++++ Selected text
A new study from Japan has found that people who are most at risk from type 2 diabetes are also more likely to suffer from brain abnormalities associated with Alzheimers disease.
The research, published in the journal Neurology, showed that people in their 60s that have higher-than-average levels of glucose or insulin, both signs of type 2 diabetes, are three to six times more likely to have certain protein deposits, or plaques, in their brains 10 years or so later. Although the plaques don’t necessarily lead to Alzheimer’s disease, they do increase the risk of people suffering from the condition.
The study examined the brains of 135 people from a single town in Japan who had died between 1998 and 2003; the researchers had already tested the participants’ glucose tolerance, a common test for diabetes, 10–15 earlier, and had also measured other factors such as blood pressure, cholesterol, and body mass index .
It found that those who had the highest levels of blood glucose, insulin and insulin resistance were more likely to have brain plaques, a distinguishing feature of Alzheimer’s, compared with participants that had healthier levels.
Scientists are focusing on the link between insulin resistance and Alzheimer’s in the hope that they can develop preventive drugs that target the insulin system in the future, although it is still possible that another unidentified factor may be contributing to both brain plaques and insulin resistance.
++++++++
++++ Data extract
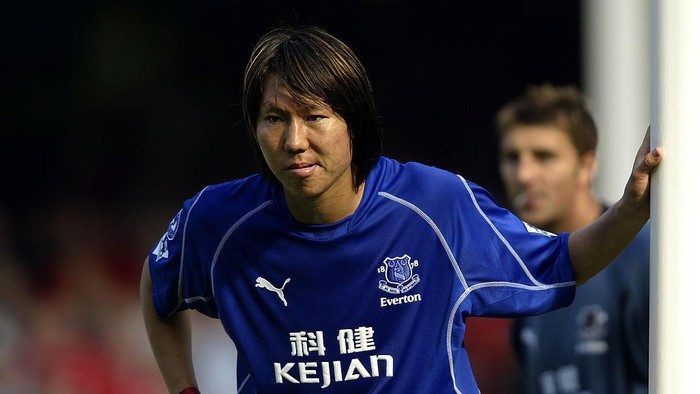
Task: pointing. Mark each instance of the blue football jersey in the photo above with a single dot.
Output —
(373, 303)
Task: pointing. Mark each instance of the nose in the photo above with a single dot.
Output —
(525, 170)
(295, 137)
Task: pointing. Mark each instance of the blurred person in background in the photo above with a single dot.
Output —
(599, 344)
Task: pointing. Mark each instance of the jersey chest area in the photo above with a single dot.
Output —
(345, 309)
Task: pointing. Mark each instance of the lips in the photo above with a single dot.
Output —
(301, 169)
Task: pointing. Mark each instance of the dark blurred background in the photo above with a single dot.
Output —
(114, 113)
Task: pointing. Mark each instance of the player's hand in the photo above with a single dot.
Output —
(636, 194)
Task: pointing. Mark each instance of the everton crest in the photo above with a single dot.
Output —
(398, 274)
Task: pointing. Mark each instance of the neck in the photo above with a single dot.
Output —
(325, 209)
(584, 212)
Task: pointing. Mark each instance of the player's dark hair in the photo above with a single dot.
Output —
(563, 107)
(312, 64)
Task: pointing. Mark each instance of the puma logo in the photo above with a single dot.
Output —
(265, 284)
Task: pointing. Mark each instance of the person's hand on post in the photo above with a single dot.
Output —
(636, 195)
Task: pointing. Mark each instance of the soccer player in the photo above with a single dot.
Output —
(599, 344)
(338, 270)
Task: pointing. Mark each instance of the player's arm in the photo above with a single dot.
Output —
(593, 247)
(170, 340)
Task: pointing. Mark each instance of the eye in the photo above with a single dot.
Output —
(544, 156)
(272, 119)
(510, 157)
(315, 118)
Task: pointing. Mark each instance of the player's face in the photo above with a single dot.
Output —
(543, 174)
(306, 145)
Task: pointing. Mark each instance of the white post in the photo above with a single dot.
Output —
(614, 53)
(675, 264)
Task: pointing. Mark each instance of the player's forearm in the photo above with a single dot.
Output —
(170, 341)
(593, 247)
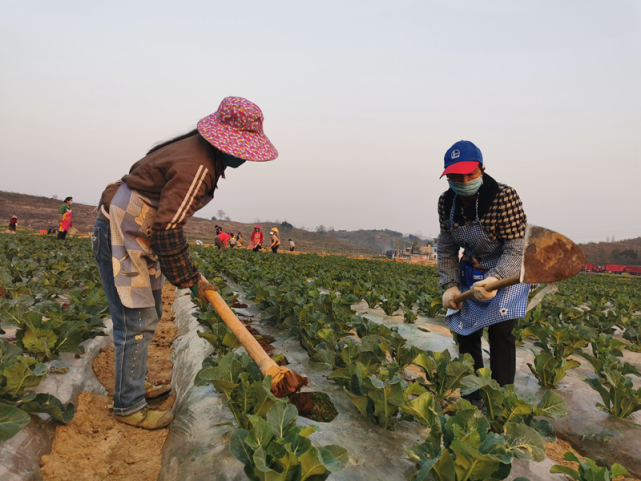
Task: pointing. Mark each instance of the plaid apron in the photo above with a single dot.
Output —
(509, 303)
(136, 268)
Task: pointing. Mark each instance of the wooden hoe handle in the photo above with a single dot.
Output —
(284, 381)
(493, 286)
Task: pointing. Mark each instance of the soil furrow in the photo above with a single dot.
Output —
(94, 446)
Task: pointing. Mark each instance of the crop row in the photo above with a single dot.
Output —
(50, 293)
(308, 297)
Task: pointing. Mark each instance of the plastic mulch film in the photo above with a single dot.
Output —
(198, 445)
(20, 455)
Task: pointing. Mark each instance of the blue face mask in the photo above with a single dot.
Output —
(231, 161)
(466, 189)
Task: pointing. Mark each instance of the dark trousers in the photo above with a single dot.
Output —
(502, 351)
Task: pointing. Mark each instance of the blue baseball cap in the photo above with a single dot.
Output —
(462, 158)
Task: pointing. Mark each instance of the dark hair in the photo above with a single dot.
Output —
(212, 152)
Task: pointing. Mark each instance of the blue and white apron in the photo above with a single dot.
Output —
(509, 303)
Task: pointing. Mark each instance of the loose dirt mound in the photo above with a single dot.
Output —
(94, 446)
(157, 358)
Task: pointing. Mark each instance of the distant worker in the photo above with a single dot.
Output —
(65, 224)
(138, 239)
(256, 243)
(275, 240)
(221, 240)
(486, 219)
(13, 224)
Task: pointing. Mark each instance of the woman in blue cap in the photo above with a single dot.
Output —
(487, 221)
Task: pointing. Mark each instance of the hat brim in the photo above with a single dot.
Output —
(461, 168)
(247, 145)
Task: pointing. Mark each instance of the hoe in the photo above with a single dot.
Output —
(284, 381)
(547, 257)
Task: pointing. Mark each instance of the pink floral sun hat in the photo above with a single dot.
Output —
(236, 128)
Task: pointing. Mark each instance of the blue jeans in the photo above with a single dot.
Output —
(133, 329)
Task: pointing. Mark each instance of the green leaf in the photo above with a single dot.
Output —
(281, 417)
(262, 471)
(552, 405)
(423, 409)
(19, 377)
(311, 463)
(261, 433)
(239, 448)
(46, 403)
(525, 442)
(12, 420)
(470, 464)
(573, 473)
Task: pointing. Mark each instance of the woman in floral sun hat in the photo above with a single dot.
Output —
(138, 238)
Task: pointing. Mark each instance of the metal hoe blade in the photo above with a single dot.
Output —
(549, 256)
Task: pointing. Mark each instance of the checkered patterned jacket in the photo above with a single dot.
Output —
(182, 178)
(502, 217)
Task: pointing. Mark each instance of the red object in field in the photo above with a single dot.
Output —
(633, 270)
(614, 268)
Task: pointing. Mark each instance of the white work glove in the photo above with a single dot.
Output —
(448, 298)
(479, 291)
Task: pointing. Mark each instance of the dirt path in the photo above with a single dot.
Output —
(94, 446)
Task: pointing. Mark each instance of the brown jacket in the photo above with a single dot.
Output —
(180, 175)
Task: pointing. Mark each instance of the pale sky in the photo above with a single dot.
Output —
(361, 98)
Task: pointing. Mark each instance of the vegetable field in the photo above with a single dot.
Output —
(372, 336)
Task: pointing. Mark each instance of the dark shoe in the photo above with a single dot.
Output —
(153, 391)
(147, 418)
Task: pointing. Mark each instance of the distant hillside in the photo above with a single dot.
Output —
(378, 239)
(627, 252)
(38, 213)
++++++++
Problems to solve>
1: According to the article on diabetes and Alzheimer's disease, how many people's brains did the study examine?
2: List the three measures that the article on diabetes and Alzheimer's disease says were at their highest levels in the participants more likely to have brain plaques.
3: Rewrite the paragraph of the article on diabetes and Alzheimer's disease that begins "The research, published in the journal Neurology" as a short list of its main facts.
The records are separate material and not part of the article.

Solutions in order>
1: The study examined the brains of 135 people from a single town in Japan.

2:
- Blood glucose
- Insulin
- Insulin resistance

3:
- The research was published in the journal Neurology.
- People in their 60s with higher-than-average glucose or insulin levels, both signs of type 2 diabetes, were three to six times more likely to have protein deposits, or plaques, in their brains about 10 years later.
- The plaques don't necessarily lead to Alzheimer's disease, but they increase the risk of it.